_READING PASSAGE_:
/---
Compared with other studies, the DPv of the BNC in the current investigation was relatively high, except for the BNC from cultures with mannose‐based medium (Fig. 5). Using K. xylinus ATCC 23769 and measuring DP with a similar method as in the current investigation, Shibazaki et al. (1997) reported a DPv of 2000 for BNC and 2280 for cotton linter.

The difference in DPv of BNC from cultures with media based on different sugars is consistent with previous reports. Shi et al. (2013) found that the DP of BNC from cultures with xylose‐based medium was much lower than that of BNC from cultures with glucose‐based medium. However, the current investigation is the first that shows the effects of as many as eight carbon sources on the DPv of BNC, and also the first that shows that BNC from cultures with medium based on a sugar mixture can have lower DPv than BNC from cultures with medium based on individual sugars.
\---
_WHAT TO DO_:
- 1) In the passage about BNC, what DPv did Shibazaki et al. (1997) report for cotton linter?
- 2) Carry on the passage about BNC, starting after its last sentence.
The lines after the passage about BNC have no connection to it.

_MATERIAL SHOWN_:
/---
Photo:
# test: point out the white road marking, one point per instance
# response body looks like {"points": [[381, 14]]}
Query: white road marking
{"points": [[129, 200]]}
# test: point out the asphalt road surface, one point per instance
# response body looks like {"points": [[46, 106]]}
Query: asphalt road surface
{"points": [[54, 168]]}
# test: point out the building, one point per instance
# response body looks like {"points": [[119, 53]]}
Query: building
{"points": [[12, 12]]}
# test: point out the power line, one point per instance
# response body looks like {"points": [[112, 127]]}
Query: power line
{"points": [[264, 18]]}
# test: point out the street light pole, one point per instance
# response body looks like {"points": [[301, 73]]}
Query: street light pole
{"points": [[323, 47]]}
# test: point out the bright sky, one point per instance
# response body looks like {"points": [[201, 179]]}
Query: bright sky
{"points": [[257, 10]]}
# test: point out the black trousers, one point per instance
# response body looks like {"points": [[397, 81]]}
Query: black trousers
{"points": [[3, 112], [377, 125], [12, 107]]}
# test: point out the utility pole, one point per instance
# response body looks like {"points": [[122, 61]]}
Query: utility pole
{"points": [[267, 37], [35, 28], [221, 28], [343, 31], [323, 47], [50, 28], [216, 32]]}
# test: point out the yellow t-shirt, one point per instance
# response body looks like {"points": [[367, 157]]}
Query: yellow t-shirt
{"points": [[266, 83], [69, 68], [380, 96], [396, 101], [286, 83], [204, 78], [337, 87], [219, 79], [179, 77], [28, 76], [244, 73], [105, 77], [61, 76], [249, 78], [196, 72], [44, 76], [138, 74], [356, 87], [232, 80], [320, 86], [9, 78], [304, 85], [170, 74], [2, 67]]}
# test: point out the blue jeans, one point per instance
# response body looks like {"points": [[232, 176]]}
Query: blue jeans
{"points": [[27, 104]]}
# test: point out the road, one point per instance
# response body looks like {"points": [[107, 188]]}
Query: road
\---
_EXERCISE ANSWERS_:
- 1) They reported a DPv of 2280 for cotton linter.

- 2)
X‐ray diffraction spectra of BNC

Fig. 6 shows XRD (X‐ray diffraction) spectra of BNC produced from cultures with media based on the eight carbon sources. Data on the crystal structure are shown in Table 1. The crystallinity indices of BNC from cultures with galactose, xylose and mannose (76–78%, shown in bold) were the highest among the BNC preparations, whereas the crystallinity index of BNC from cultures with the sugar mixture (54%) was the lowest. The higher crystallinity indices of BNC from galactose, xylose and mannose coincide with low productivity, low yield and low DPv. Regarding the difference in Bragg angle between the peaks of plane (101) and plane (10i), the BNC from cultures with medium based on the sugar mixture had the highest value, while the BNC from cultures with mannose‐based medium had the lowest value. This suggests that the BNC from cultures with the sugar mixture had the highest content of cellulose Iα and that the BNC from cultures with mannose‐based medium had the lowest content of cellulose Iα (Watanabe et al., 1998). The crystallite size of the different crystallite planes of BNC from cultures with different carbon sources varied (Table 1). BNC from cultures with sucrose‐based medium had the largest crystallite size in all planes (Table 1, in bold).

Figure 6.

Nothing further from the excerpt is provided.